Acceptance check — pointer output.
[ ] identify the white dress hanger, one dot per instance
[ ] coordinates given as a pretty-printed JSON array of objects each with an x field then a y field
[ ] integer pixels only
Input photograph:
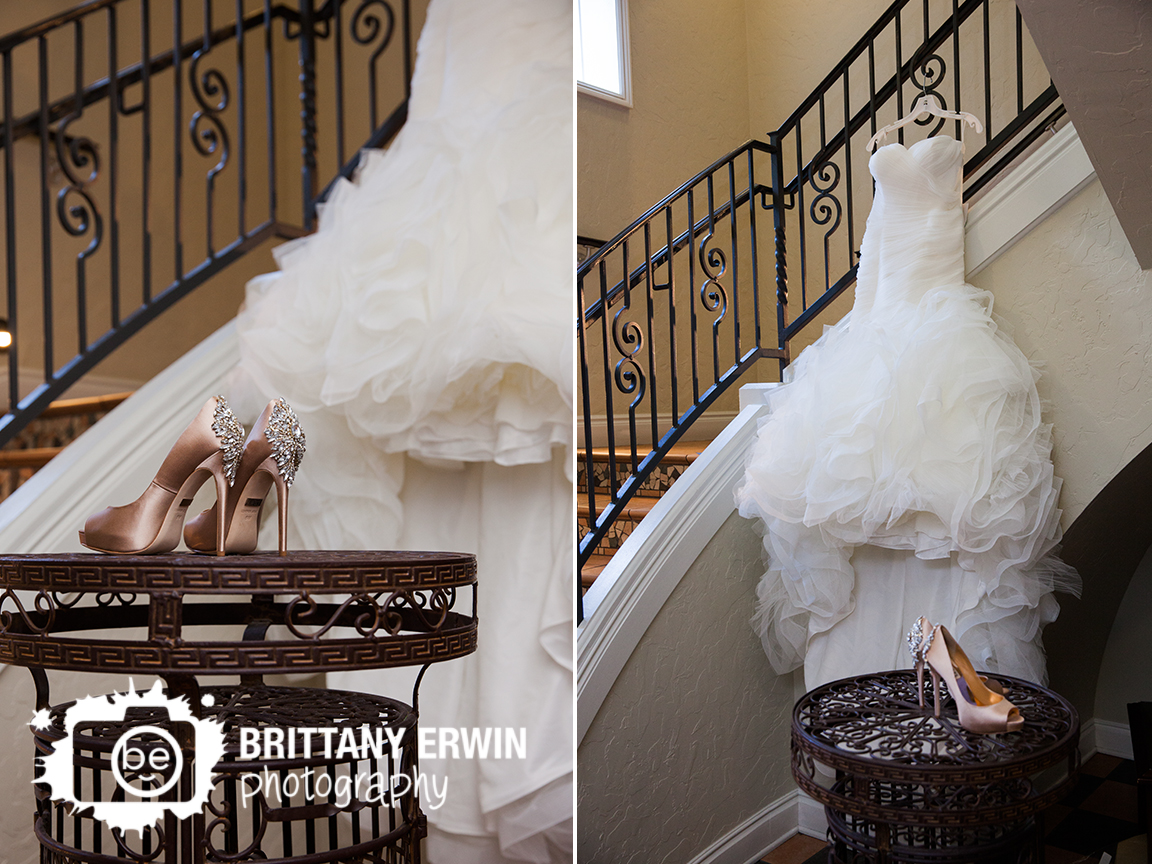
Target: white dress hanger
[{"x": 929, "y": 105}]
-=-=-
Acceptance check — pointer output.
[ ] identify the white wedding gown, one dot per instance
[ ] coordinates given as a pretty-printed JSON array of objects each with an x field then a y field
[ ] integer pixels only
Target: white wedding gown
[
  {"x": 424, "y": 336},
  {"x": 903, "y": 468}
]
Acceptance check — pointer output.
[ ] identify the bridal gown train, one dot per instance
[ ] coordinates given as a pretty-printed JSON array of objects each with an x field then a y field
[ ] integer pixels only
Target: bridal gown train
-=-=-
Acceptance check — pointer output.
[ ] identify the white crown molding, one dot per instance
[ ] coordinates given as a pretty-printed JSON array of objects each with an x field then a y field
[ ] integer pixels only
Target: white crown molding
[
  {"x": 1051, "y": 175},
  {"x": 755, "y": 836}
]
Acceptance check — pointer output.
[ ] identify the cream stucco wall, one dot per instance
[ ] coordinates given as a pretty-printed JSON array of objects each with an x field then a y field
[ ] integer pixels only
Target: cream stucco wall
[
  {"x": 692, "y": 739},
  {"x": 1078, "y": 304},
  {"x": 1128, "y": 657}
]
-=-=-
[What to work on]
Beginning with the line above that contains "[ ] identify the white wedding", copy each line exactly up to and including the line that contains "Target: bridal gown train", and go no further.

[Expected answer]
[ ] identify the white wedding gown, one dot per instance
[ ] coordinates given as a pretty-printed JSON array of objects each with an x field then a y field
[ ] integer pixels only
Target: white wedding gown
[
  {"x": 424, "y": 336},
  {"x": 903, "y": 468}
]
Acceptance check — pointer output.
[ ] identify the bridal gown train, one dot per instance
[ ] coordinates given as a pretty-printed JSON array of objects each with an x field then a y field
[ ] integer pixels only
Target: bridal gown train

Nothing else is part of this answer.